--- begin Stored rows ---
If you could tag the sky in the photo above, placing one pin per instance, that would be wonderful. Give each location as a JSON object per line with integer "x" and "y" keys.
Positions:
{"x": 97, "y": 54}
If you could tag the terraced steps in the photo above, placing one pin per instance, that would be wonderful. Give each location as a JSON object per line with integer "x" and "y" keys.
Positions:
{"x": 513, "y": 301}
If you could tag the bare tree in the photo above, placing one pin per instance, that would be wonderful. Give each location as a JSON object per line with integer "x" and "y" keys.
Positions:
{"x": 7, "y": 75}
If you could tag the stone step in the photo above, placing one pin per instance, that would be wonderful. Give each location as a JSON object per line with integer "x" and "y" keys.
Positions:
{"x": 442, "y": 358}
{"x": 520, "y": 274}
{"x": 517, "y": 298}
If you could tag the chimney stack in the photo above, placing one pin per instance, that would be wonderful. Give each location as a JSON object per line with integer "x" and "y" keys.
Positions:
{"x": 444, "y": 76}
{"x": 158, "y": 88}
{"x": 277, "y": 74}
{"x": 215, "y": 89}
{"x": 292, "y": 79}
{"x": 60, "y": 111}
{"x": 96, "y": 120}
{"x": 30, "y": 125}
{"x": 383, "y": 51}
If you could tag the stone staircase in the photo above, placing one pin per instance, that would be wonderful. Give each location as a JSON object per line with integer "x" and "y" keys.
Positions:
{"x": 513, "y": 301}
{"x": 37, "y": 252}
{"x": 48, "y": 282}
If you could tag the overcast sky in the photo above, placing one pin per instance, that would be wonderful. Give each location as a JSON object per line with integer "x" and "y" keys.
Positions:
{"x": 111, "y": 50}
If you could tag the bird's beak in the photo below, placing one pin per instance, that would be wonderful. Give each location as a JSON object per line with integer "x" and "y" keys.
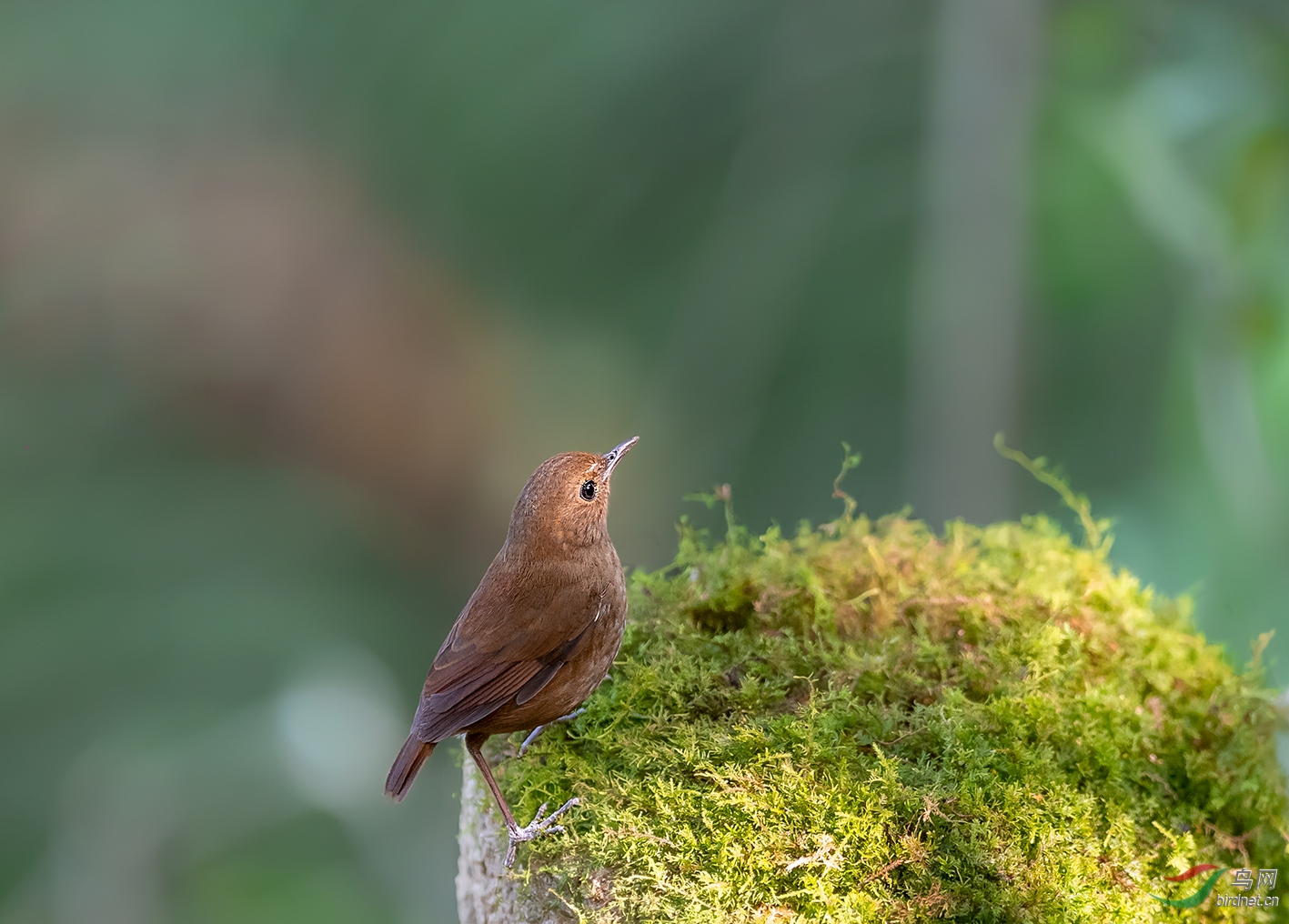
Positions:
{"x": 615, "y": 455}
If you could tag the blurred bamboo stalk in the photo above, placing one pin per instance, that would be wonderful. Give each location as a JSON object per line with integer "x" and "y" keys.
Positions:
{"x": 970, "y": 271}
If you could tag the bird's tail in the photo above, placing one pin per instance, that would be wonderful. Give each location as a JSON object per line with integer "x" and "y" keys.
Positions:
{"x": 408, "y": 760}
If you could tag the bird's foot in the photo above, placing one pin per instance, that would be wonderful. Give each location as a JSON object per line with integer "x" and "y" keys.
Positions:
{"x": 535, "y": 732}
{"x": 537, "y": 828}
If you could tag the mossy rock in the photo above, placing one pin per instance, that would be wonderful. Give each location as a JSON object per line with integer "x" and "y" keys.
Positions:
{"x": 868, "y": 722}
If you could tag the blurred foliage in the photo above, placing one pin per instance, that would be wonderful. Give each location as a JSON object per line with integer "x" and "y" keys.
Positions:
{"x": 621, "y": 186}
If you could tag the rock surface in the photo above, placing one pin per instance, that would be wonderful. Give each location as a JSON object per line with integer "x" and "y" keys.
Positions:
{"x": 486, "y": 892}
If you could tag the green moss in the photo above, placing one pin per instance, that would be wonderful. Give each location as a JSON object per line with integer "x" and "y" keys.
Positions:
{"x": 868, "y": 722}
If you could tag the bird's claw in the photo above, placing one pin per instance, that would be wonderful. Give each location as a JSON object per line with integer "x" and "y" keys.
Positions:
{"x": 537, "y": 828}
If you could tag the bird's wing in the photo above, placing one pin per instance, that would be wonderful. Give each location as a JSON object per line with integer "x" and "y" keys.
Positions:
{"x": 512, "y": 637}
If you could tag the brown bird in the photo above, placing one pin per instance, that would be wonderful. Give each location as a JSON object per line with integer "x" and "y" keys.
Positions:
{"x": 538, "y": 636}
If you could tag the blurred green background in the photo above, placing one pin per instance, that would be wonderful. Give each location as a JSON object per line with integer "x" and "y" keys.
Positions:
{"x": 294, "y": 296}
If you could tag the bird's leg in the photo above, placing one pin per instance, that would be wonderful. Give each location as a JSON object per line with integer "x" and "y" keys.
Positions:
{"x": 535, "y": 732}
{"x": 534, "y": 829}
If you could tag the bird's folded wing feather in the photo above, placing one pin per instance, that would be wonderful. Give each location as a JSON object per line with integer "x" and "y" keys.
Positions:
{"x": 509, "y": 642}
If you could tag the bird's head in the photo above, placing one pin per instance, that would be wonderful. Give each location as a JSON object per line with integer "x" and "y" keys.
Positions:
{"x": 566, "y": 500}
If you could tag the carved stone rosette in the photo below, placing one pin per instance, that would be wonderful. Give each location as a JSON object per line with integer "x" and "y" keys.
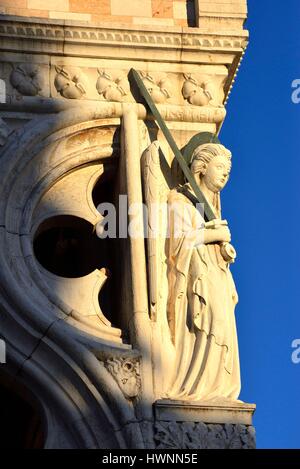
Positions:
{"x": 199, "y": 435}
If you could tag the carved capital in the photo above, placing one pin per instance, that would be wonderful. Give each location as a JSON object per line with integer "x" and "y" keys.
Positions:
{"x": 126, "y": 372}
{"x": 199, "y": 435}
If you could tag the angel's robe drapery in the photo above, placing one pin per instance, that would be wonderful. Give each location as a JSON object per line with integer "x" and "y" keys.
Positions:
{"x": 202, "y": 299}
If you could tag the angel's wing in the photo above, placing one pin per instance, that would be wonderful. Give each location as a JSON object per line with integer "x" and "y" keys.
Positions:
{"x": 156, "y": 192}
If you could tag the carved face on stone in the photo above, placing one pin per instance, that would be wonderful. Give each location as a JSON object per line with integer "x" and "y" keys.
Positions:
{"x": 216, "y": 173}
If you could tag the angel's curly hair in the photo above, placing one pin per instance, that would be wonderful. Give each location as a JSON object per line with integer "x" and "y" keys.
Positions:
{"x": 203, "y": 154}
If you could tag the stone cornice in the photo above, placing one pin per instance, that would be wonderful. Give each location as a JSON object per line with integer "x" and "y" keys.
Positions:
{"x": 54, "y": 35}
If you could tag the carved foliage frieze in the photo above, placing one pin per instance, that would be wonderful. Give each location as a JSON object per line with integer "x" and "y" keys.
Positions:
{"x": 27, "y": 79}
{"x": 113, "y": 86}
{"x": 70, "y": 82}
{"x": 199, "y": 435}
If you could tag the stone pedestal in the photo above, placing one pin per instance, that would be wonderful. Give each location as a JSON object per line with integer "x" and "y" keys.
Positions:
{"x": 204, "y": 425}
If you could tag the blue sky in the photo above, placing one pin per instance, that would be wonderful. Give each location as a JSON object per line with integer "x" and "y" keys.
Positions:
{"x": 262, "y": 205}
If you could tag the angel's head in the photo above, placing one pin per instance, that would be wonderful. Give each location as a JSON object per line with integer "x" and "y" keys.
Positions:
{"x": 211, "y": 165}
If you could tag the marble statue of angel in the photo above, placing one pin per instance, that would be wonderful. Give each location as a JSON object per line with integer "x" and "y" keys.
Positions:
{"x": 199, "y": 347}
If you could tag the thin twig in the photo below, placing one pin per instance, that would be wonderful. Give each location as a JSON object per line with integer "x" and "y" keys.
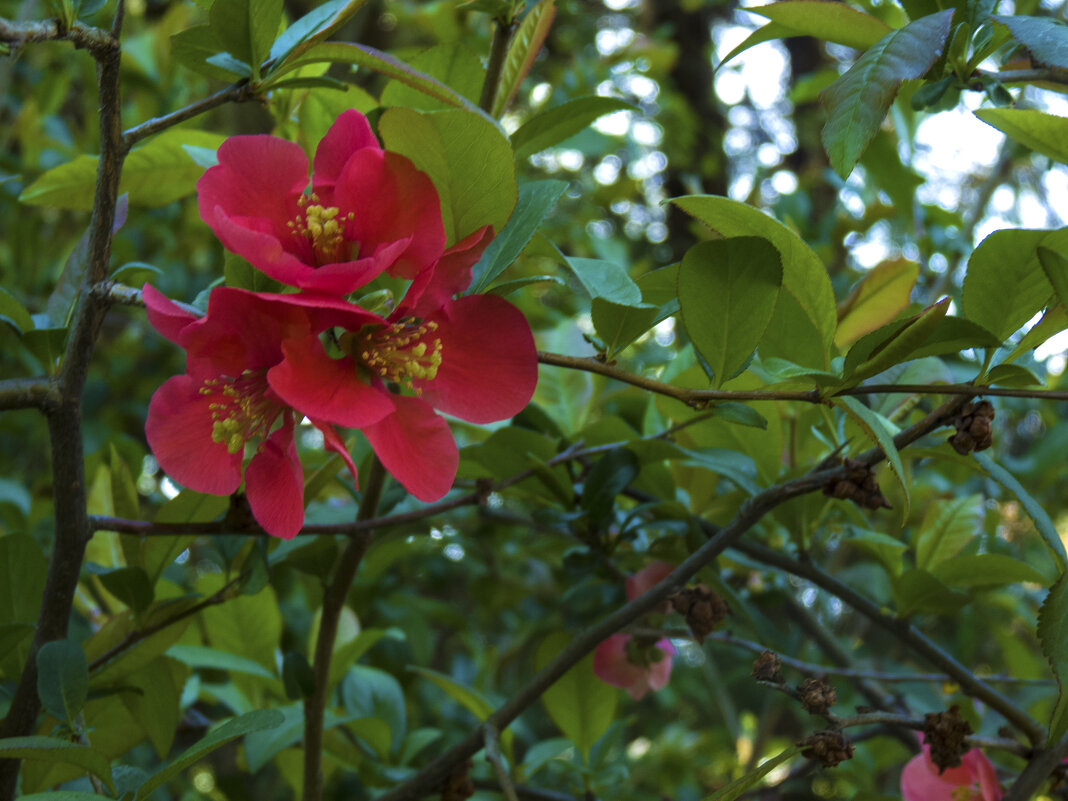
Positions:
{"x": 236, "y": 93}
{"x": 333, "y": 601}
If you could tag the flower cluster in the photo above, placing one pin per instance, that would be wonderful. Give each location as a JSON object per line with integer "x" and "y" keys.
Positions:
{"x": 637, "y": 664}
{"x": 258, "y": 363}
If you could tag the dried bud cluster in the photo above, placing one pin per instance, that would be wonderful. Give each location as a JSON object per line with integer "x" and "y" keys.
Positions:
{"x": 945, "y": 733}
{"x": 974, "y": 428}
{"x": 829, "y": 748}
{"x": 458, "y": 785}
{"x": 704, "y": 610}
{"x": 859, "y": 486}
{"x": 817, "y": 696}
{"x": 768, "y": 668}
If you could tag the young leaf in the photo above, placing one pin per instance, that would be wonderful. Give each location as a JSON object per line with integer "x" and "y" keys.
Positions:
{"x": 247, "y": 28}
{"x": 802, "y": 326}
{"x": 1045, "y": 36}
{"x": 1041, "y": 132}
{"x": 62, "y": 679}
{"x": 580, "y": 704}
{"x": 522, "y": 50}
{"x": 874, "y": 426}
{"x": 468, "y": 159}
{"x": 727, "y": 292}
{"x": 1053, "y": 635}
{"x": 880, "y": 297}
{"x": 826, "y": 20}
{"x": 254, "y": 721}
{"x": 859, "y": 100}
{"x": 554, "y": 125}
{"x": 534, "y": 202}
{"x": 55, "y": 750}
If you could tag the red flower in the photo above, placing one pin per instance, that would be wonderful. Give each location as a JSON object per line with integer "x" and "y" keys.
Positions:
{"x": 625, "y": 662}
{"x": 201, "y": 424}
{"x": 368, "y": 210}
{"x": 632, "y": 664}
{"x": 975, "y": 779}
{"x": 472, "y": 358}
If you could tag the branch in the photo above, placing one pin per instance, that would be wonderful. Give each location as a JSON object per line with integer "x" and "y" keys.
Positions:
{"x": 700, "y": 398}
{"x": 237, "y": 93}
{"x": 98, "y": 42}
{"x": 333, "y": 601}
{"x": 908, "y": 634}
{"x": 28, "y": 393}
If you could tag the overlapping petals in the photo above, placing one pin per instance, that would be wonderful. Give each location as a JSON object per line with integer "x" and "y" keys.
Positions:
{"x": 368, "y": 210}
{"x": 974, "y": 780}
{"x": 201, "y": 423}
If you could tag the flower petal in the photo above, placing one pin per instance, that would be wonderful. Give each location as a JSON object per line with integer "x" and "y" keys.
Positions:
{"x": 489, "y": 364}
{"x": 452, "y": 275}
{"x": 417, "y": 448}
{"x": 390, "y": 200}
{"x": 309, "y": 380}
{"x": 178, "y": 429}
{"x": 275, "y": 484}
{"x": 166, "y": 316}
{"x": 350, "y": 132}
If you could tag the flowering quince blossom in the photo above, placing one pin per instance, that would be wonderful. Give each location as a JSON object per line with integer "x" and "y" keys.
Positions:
{"x": 201, "y": 423}
{"x": 368, "y": 210}
{"x": 974, "y": 780}
{"x": 626, "y": 662}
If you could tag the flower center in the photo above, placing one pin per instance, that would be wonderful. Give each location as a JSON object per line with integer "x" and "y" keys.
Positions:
{"x": 402, "y": 351}
{"x": 324, "y": 226}
{"x": 240, "y": 409}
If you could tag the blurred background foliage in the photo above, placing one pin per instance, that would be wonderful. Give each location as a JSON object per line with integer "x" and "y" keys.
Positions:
{"x": 472, "y": 595}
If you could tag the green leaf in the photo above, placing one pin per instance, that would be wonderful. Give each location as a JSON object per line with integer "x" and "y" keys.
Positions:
{"x": 1045, "y": 36}
{"x": 1005, "y": 284}
{"x": 830, "y": 21}
{"x": 199, "y": 656}
{"x": 455, "y": 65}
{"x": 802, "y": 327}
{"x": 917, "y": 591}
{"x": 311, "y": 29}
{"x": 130, "y": 585}
{"x": 947, "y": 527}
{"x": 580, "y": 704}
{"x": 254, "y": 721}
{"x": 53, "y": 750}
{"x": 987, "y": 570}
{"x": 247, "y": 28}
{"x": 1055, "y": 267}
{"x": 878, "y": 299}
{"x": 873, "y": 354}
{"x": 554, "y": 125}
{"x": 346, "y": 52}
{"x": 1038, "y": 515}
{"x": 727, "y": 292}
{"x": 874, "y": 426}
{"x": 1041, "y": 132}
{"x": 859, "y": 100}
{"x": 522, "y": 49}
{"x": 534, "y": 202}
{"x": 1053, "y": 635}
{"x": 154, "y": 174}
{"x": 62, "y": 679}
{"x": 607, "y": 280}
{"x": 739, "y": 786}
{"x": 14, "y": 312}
{"x": 468, "y": 159}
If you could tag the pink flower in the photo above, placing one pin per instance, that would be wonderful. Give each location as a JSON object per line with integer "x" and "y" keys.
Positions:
{"x": 368, "y": 210}
{"x": 975, "y": 779}
{"x": 201, "y": 424}
{"x": 632, "y": 665}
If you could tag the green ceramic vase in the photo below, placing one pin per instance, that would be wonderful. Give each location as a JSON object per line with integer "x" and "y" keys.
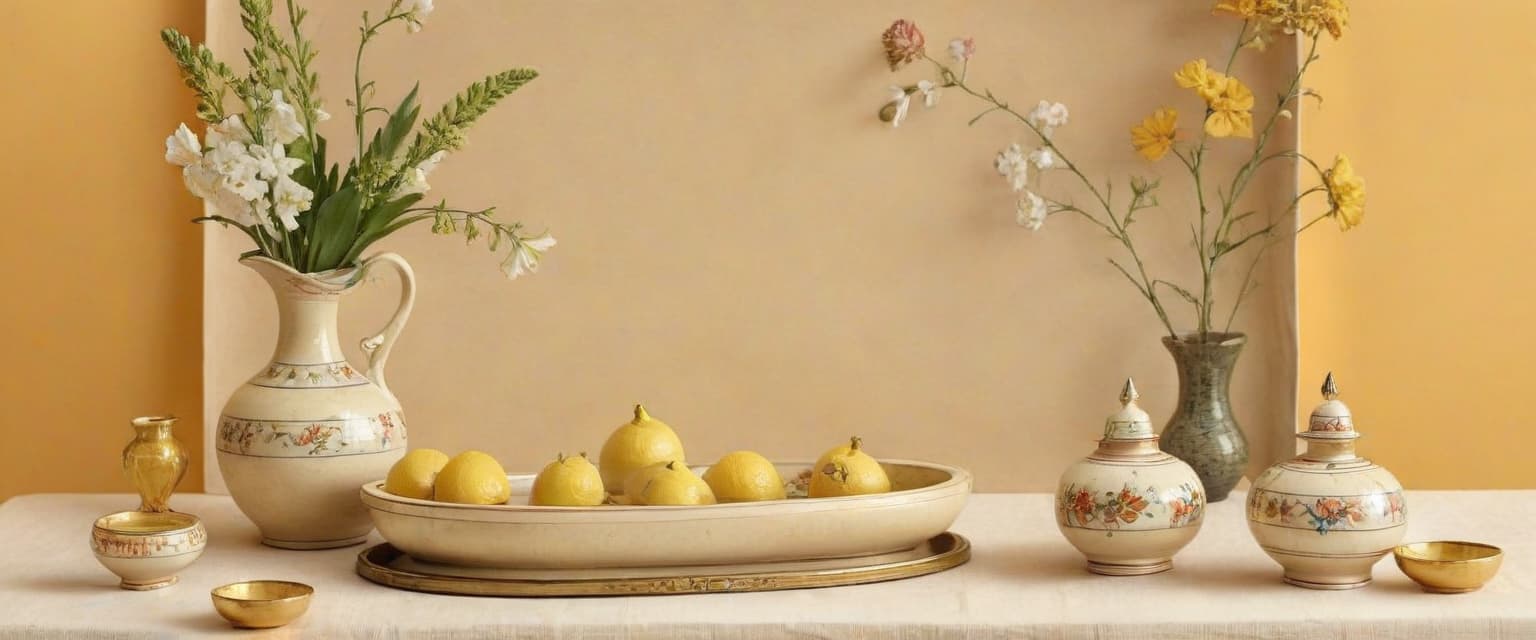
--- end Stored rows ---
#### Task objective
Count the lines above that contain the string "rock", and give only the number.

#### Result of the task
2